**EXTRAIT À EXAMINER**
++++++++++

B.  La décision de la SAI

[14]  Dans une décision datée du 14 février 2019, la SAI a conclu qu’il n’existait pas suffisamment de motifs d’ordre humanitaire justifiant, vu les circonstances de l’affaire, la prise de mesures spéciales et que la mesure d’exclusion prise contre le demandeur était valide.

[15]  En ce qui concerne le défaut du demandeur de divulguer son union de fait, la SAI a conclu que le degré de gravité de la fausse déclaration était élevé. La SAI n’a pas accepté qu’une personne ayant le niveau de scolarité et les antécédents professionnels de l’appelant ne soit pas au courant de la nécessité de remplir avec précision sa demande de résidence permanente.

++++++++++

**DONNÉES D'ENTRÉE**
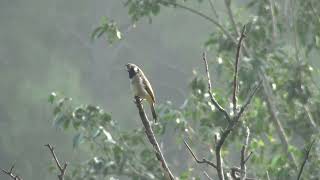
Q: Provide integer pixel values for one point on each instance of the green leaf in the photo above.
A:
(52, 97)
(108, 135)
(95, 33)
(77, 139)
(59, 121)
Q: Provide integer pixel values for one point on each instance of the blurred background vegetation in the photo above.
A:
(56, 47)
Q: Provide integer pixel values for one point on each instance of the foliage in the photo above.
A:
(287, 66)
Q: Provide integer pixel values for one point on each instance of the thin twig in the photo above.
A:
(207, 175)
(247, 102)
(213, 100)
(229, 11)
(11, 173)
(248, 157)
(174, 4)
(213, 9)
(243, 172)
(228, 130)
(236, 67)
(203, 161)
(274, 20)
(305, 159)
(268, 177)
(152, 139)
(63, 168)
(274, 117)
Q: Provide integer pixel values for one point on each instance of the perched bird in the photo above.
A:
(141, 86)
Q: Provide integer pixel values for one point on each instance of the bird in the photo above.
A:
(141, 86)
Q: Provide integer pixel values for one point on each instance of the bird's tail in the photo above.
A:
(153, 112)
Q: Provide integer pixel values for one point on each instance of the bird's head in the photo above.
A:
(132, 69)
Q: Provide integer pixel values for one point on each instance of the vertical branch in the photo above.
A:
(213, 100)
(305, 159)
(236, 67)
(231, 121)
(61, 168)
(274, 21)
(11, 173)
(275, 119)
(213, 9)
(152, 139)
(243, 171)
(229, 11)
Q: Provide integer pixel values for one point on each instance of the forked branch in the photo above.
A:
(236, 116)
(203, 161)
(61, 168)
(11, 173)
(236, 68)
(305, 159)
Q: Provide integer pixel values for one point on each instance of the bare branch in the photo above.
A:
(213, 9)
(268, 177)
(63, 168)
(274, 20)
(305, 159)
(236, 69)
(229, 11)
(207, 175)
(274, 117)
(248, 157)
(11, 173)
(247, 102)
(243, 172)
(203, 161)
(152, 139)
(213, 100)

++++++++++

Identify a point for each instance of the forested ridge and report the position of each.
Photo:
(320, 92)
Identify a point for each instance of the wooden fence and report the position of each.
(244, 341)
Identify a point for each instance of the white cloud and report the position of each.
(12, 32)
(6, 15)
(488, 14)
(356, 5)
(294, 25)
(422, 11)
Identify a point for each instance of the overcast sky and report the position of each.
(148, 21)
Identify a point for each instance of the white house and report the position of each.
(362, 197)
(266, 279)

++++++++++

**CONSIGNE**
Restituez mot pour mot le passage de l'extrait sur la décision de la SAI qui va de « B.  La décision » jusqu'à « demandeur était valide. » inclus.

**RÉPONSE**
B.  La décision de la SAI

[14]  Dans une décision datée du 14 février 2019, la SAI a conclu qu’il n’existait pas suffisamment de motifs d’ordre humanitaire justifiant, vu les circonstances de l’affaire, la prise de mesures spéciales et que la mesure d’exclusion prise contre le demandeur était valide.